(Point annotation entries)
-- -- --
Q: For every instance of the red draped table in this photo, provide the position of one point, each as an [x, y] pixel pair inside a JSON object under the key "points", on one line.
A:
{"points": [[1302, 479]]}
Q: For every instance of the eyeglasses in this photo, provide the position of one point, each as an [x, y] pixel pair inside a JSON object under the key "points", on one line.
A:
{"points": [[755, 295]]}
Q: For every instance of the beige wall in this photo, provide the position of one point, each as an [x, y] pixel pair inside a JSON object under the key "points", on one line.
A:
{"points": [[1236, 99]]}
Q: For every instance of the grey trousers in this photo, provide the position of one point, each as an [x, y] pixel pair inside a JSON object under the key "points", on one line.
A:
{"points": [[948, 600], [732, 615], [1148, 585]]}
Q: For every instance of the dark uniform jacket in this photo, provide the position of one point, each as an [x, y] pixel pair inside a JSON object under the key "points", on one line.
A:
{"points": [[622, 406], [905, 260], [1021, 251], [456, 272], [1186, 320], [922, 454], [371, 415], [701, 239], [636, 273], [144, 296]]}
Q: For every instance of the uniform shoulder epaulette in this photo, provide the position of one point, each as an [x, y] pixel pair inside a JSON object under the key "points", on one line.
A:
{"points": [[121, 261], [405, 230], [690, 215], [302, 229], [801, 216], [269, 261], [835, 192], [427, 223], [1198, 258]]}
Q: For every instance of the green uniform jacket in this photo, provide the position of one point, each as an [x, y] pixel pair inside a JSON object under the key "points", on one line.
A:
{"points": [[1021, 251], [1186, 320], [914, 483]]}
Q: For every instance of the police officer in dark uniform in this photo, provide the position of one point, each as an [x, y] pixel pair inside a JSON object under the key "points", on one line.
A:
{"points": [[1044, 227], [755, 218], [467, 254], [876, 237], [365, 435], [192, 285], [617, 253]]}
-- -- --
Aim of the task –
Turn all the lines in the entries above into a numbered list, leaving out any blank lines.

Final result –
1. Q: For every instance of the red draped table in this photo, provide the position of one point, each as an [x, y] pixel pair inside a JSON object under the key "points", on one line.
2. A:
3. {"points": [[1302, 479]]}
4. Q: For every instance of the eyeglasses in this photo, provide the position of one point, each as an [x, y] pixel pair inside a JSON object under the key "points", on one line.
5. A:
6. {"points": [[755, 295]]}
7. Q: For every instance of the beige wall in this photo, provide the position of one point, each as an [x, y] pixel pair inside a JSON object under the key "points", on one line.
8. A:
9. {"points": [[1236, 99]]}
10. Q: For every instance of the grey trousers in this photo, provide the position of one point, each as an [x, y] pixel pair inside a JSON object under the key "points", on one line.
11. A:
12. {"points": [[948, 600], [732, 615], [1148, 585]]}
13. Q: For every instance of the dark uniform jacket in this photo, provide the position of one point, each as an [x, y] pixel pair inside a JSON object under the key "points", on one line.
14. A:
15. {"points": [[622, 406], [905, 260], [1021, 251], [456, 272], [1186, 320], [922, 454], [371, 415], [701, 239], [636, 273], [144, 296]]}
16. Q: For every instance of the uniform shoulder epaulette in this photo, provide the position of one point, each as an [x, y] pixel pair inside a JSON object under the key "points", on one line.
17. A:
18. {"points": [[121, 261], [405, 230], [690, 215], [302, 229], [801, 216], [269, 261], [835, 192], [427, 223], [1198, 258]]}
19. Q: For every instance of the green uniform jacket in this photo, provide the position of one point, each as an [x, y] pixel pair inside a JSON object under the key "points", on one line.
20. A:
21. {"points": [[1021, 251], [1186, 320], [914, 483]]}
22. Q: For every instance of the police officer in dark uniform in this photo, provide the position of one point, each as an [x, y] pixel pair inside a JSON object under the key "points", on one line.
23. A:
24. {"points": [[1044, 227], [755, 218], [467, 254], [876, 237], [365, 435], [192, 285], [617, 253]]}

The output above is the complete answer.